▸ Available records:
=== Section Start ===

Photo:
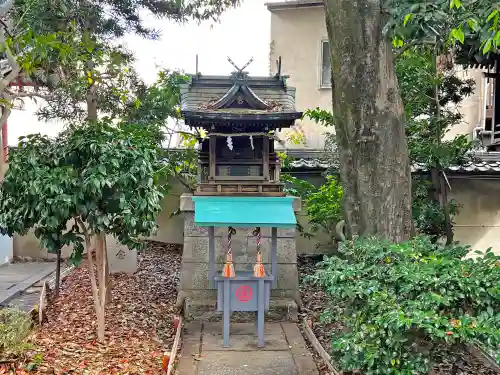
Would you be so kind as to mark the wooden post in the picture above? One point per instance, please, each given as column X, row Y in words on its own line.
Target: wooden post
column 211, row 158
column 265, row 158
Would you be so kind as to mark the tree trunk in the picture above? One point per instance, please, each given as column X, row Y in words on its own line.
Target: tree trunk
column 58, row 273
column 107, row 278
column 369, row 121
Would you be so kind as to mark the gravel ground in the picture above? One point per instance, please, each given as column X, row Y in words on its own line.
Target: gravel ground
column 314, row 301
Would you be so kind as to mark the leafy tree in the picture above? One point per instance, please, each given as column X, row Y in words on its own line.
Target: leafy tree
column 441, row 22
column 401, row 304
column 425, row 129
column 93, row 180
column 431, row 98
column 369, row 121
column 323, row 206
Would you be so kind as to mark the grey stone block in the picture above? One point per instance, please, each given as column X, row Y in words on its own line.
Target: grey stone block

=== Section End ===
=== Section Start ===

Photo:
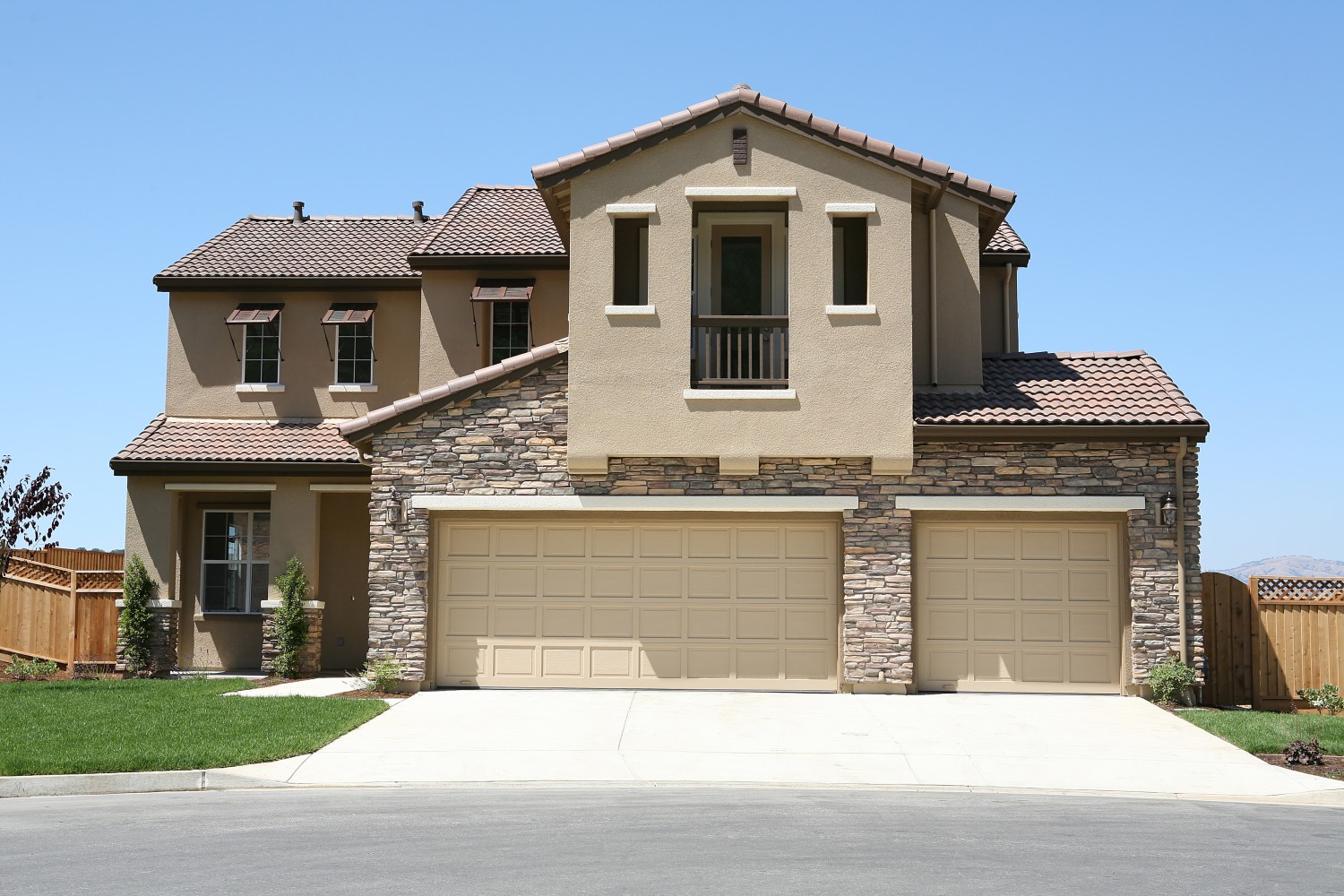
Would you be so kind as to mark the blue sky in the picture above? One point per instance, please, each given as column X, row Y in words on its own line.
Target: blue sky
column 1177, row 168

=== Section End ===
=== Section Start ===

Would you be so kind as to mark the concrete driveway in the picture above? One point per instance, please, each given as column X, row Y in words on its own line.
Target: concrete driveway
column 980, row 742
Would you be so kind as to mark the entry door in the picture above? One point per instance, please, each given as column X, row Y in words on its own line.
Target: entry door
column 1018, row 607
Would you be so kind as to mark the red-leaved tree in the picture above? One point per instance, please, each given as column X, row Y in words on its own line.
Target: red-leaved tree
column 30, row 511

=== Section End ===

▸ Work to complete: Of the entries above, repeat exactly the lines from the line with "Would you be so kind as to mark the leafy" through the line with "Target: grey stone block", both of them included.

▸ Response area:
Would you be so kind as to mark the leafy tree in the picture above? One point per instance, please, each given as column X, row Y in words on its own line.
Target: leafy tree
column 441, row 22
column 401, row 304
column 425, row 129
column 93, row 180
column 431, row 98
column 369, row 121
column 323, row 206
Would you be so kind as to mark the grey stone block in the picture above? One point per instance, please, each given as column X, row Y in words on its own line.
Target: grey stone block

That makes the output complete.